On results, two things jump out. First, the brute fact of scale: they report strong performance with inputs in the multi-million token range—well beyond a single model call. In Table 1, BrowseComp-Plus runs at roughly 6–11M tokens of task input. In the GPT-5 setting, the base model cannot be run directly on that input (“0.00*” due to context limits), while the RLM variant reaches 91.33% accuracy. On the most punishing OOLONG-Pairs task, GPT-5 base performance is essentially zero (0.04), while the RLM hits 58.00. Even on shorter-but-still-hard cases like OOLONG (131K tokens), the RLM improves from 44.00 to 56.50.

Second, the economic story is more nuanced than “recursion is expensive, therefore bad.” The authors report average API costs alongside scores. Their GPT-5 RLM uses GPT-5 as the root model and GPT-5-mini for recursive sub-calls—a deliberate capability/cost trade. In the same table, the BrowseComp-Plus RLM’s average cost is around $0.99 (with high variance), while a summary-agent baseline averages around $0.57 but scores lower (70.47%). So recursion is not magically free; it’s a trade: you buy selectivity and robustness by spending tokens on targeted inspection and sub-queries instead of a single giant forward pass or lossy compaction. The paper also argues that naïvely “just ingesting” millions of tokens into a frontier model would be prohibitively costly, which is exactly what the RLM avoids by never needing one enormous context window.

One of the most interesting parts of the paper is that RLM behavior looks less like “the model memorized a recipe” and more like a messy, emergent programming style. The authors show recurring patterns: the root model often starts by probing the context (print a few lines), then uses regex or keyword search to narrow the search space based on priors (“festival,” a known location string, etc.). It chunks inputs (sometimes naïvely—by newline), recursively queries sub-models over those chunks, and sometimes does verification passes with small contexts. They also note pathologies: redundant verification can inflate cost without improving correctness; one trajectory repeats reproduction attempts multiple times and still ends wrong. This is the kind of artifact you see in real systems: the scaffolding works, but the controller is an imperfect decision-maker.

The limitations section and “negative results” appendix are worth reading because they sketch what it would take to turn RLMs from a compelling demo into infrastructure. Their implementation uses synchronous sub-calls; it works, but it’s slow—async and sandboxing are obvious next steps. They cap recursion depth at one (sub-calls are LMs, not deeper RLM stacks) and explicitly call for exploring deeper recursion. They also found brittleness in “how does the model signal it is done?” (FINAL tags) and that prompt portability across models is not automatic—Qwen needed small prompt adjustments to avoid excessive sub-calling, and smaller models without strong coding ability struggle in a REPL-centric setup.
★ ★ ★ ★
Problems and tasks:
• A. From the RLM passage, extract the text from "On results, two" to "44.00 to 56.50.".
• B. Condense the paragraph of the RLM passage that begins "The limitations section and" into a bulleted list that keeps its main facts.
• C. In the RLM passage, what accuracy does the GPT-5 RLM variant reach on BrowseComp-Plus?

[Dataset records]
★ ★ ★ ★
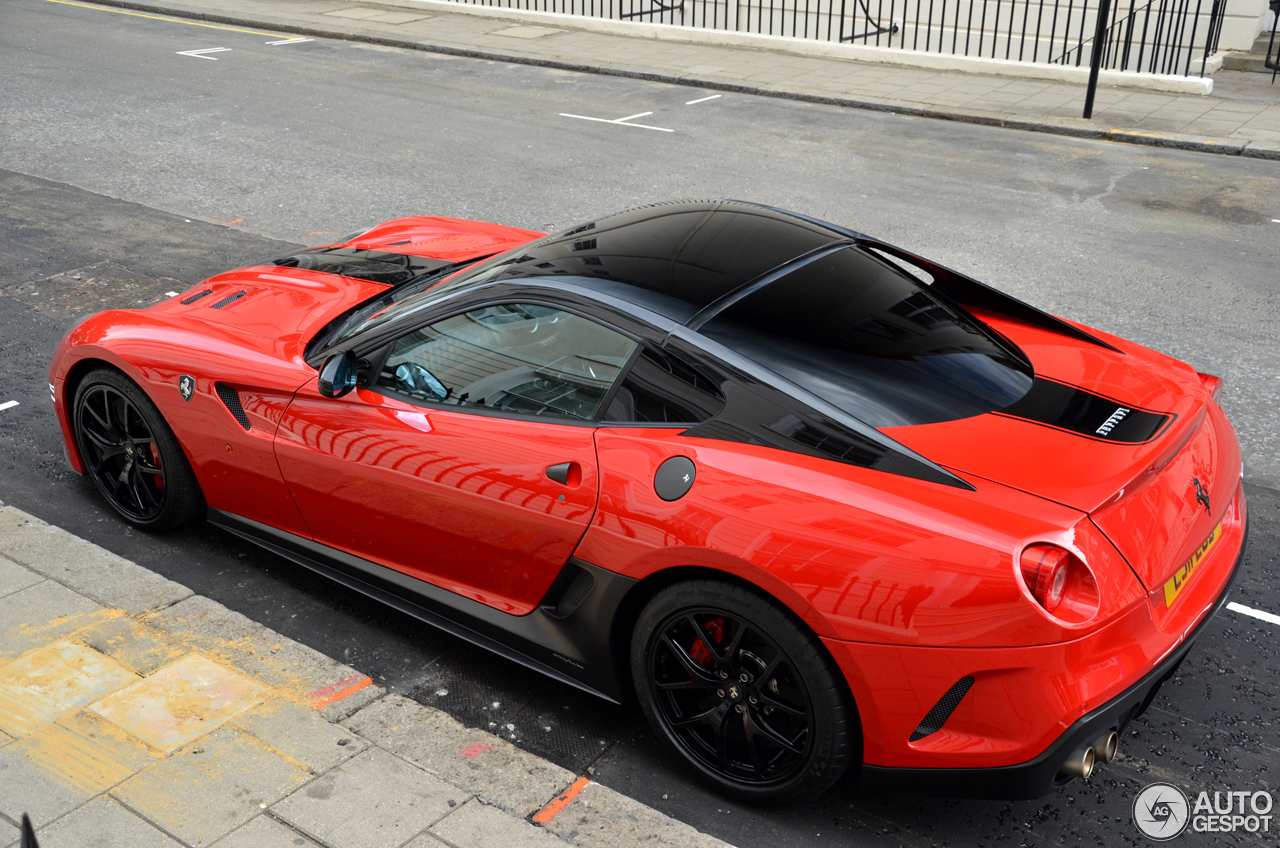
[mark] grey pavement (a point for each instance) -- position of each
(133, 712)
(1240, 118)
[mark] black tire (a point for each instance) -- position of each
(131, 454)
(743, 692)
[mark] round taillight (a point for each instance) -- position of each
(1045, 568)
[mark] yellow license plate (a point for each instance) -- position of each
(1183, 575)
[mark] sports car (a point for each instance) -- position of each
(813, 501)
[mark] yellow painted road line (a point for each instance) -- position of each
(190, 23)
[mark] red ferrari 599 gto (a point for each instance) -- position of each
(813, 501)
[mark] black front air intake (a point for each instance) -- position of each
(942, 710)
(231, 399)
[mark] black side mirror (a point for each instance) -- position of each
(338, 374)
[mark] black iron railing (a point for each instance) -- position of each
(1157, 36)
(1272, 59)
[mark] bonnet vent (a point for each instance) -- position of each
(228, 301)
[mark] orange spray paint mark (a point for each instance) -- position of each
★ ★ ★ ★
Set of answers:
• A.
On results, two things jump out. First, the brute fact of scale: they report strong performance with inputs in the multi-million token range—well beyond a single model call. In Table 1, BrowseComp-Plus runs at roughly 6–11M tokens of task input. In the GPT-5 setting, the base model cannot be run directly on that input (“0.00*” due to context limits), while the RLM variant reaches 91.33% accuracy. On the most punishing OOLONG-Pairs task, GPT-5 base performance is essentially zero (0.04), while the RLM hits 58.00. Even on shorter-but-still-hard cases like OOLONG (131K tokens), the RLM improves from 44.00 to 56.50.

• B.
- The limitations section and "negative results" appendix outline what RLMs need to become infrastructure rather than a demo.
- Sub-calls are synchronous, which works but is slow. Async and sandboxing are the obvious next steps.
- Recursion depth is capped at one, so sub-calls are LMs, not deeper RLM stacks. The authors call for exploring deeper recursion.
- How the model signals it is done (FINAL tags) proved brittle.
- Prompts don't automatically carry over between models. Qwen needed small adjustments to avoid excessive sub-calling.
- Smaller models without strong coding ability struggle in the REPL-centric setup.

• C. 91.33%